LIST OF TASKS
(1) According to the passage on digital signage in bank branches, why is it seldom easy to link digital signage directly to product sales?
(2) Pick up the passage on digital signage in bank branches at its final sentence and continue it from there.

═════ PAGE EXTRACT

How do you know digital signage works? What’s the ROI?

That’s the ultimate question, isn’t it? Obviously, most people want to know how an investment in digital signage will boost sales. But it’s seldom easy to tie digital signage as a direct cause of product sales, because there are other influences in a customer’s decision to purchase a financial product. Digital signage is rarely deployed in isolation. A promotional spot running on the screens at the branch is usually one piece of a larger campaign that includes TV, print and online ads. So, determining which of all those mediums actually prompted the buy decision is not always easy. What we do know, though, is that banks can achieve measurable and meaningful gains by fine-tuning their messaging to branches based on CRM, geodemographic and patronage information. Two of our major clients are seeing regular sales lift in excess of 10% by bringing the intelligence once reserved for direct marketing into their POS efforts.

We also know that digital media improves the overall efficiency of point of sale marketing and have seen in some specific cases:

  • 200% increase in awareness of bank offers
  • 400% increase in recall of two or more messages
  • 62% reduction of perceived wait time

Where’s digital signage going? What’s the future hold?

We’re getting past the stage where banks are questioning whether they need a digital signage network. The question is quickly becoming, “How can we make the most of this investment?” So, even as banks get their heads around the basics of digital messaging, I think they are going to look for other ways to leverage their investment. Here are some ways they might do that:

  • Education – As educational marketing takes off, we’re seeing a lot of interest in using the digital signage network to deliver educational content to the branch. For instance, a bank might set up a temporary theater in the lobby and having hourly shows on topics like debt management, rebuilding your nest egg, or mortgage relief.

══════════
═════ GIVEN DATA

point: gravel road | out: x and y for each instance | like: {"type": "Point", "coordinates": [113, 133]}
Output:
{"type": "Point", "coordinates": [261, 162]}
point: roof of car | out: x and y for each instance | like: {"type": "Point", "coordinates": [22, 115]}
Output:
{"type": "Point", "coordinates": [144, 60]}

══════════

RESULTS OF THE EXERCISE
(1) Customers are influenced by other factors when deciding to buy a financial product. Digital signage is rarely used alone: a promotional spot on branch screens is usually one part of a larger campaign that also includes TV, print and online ads. That makes it hard to tell which medium actually prompted the purchase.

(2)
  • Guided sales – With the use of touch screens and other interactive devices (e.g., Microsoft Surface) it’s possible to provide sales reps with something better than brochures as they walk customers through products, features and personalized what-if scenarios.
  • Direct mail fulfillment – Some of our clients have run “scan and win” direct-mail campaigns that invited customers to bring their letters in to the branch, run them under a scanner to see if they’ve won a big prize. Sweepstakes are nothing new, but when you combine it with direct mail, the amount and quality of data you can collect is impressive.
  • Staff training – If you can communicate to customers, why not to employees? Some banks run employee-only programming before opening time, or run employee-only content on screens that can be seen only in backstage areas.
  • Customer experience – As I mentioned earlier, we had an instance where one of our clients used digital signage to reduce the perceived wait time for customers by 62%. How else can we use digital content to affect the ambiance of the branch and shape the customer experience? I believe this will be an area of greater experimentation going forward.
  • Feedback – Digital signage makes it possible to pose questions to customers about different financial topics, say, as they wait in the queue, and then use their collective responses to influence the content that plays on-screen.

What I intentionally left out are Minority Report scenarios in which customers are identified upon entering the bank and presented with personalized selling propositions. Aside from the technology companies selling those kinds of approaches, I don’t think there’s a lot of mainstream interest in this. Maybe someday, but not in the current economic climate. For now, digital signage is appealing to banks only to the extent that it can solve existing business problems.

How much time should be spent managing a digital signage system?

We’ve said that locally relevant messaging is the key to ROI. However, most banks do not have the staff in place to manage large volumes of message permutations through a manual approach. For that reason, we are working with our clients to develop rules-based mechanisms to direct the right messages to the right branches. We’re also developing techniques to “assemble” content on the fly – again based on business rules. This “set it and forget it” approach lets our clients manage thousands of message permutations with very minimal in-house staff.

How often should messages be rotated for “freshness?”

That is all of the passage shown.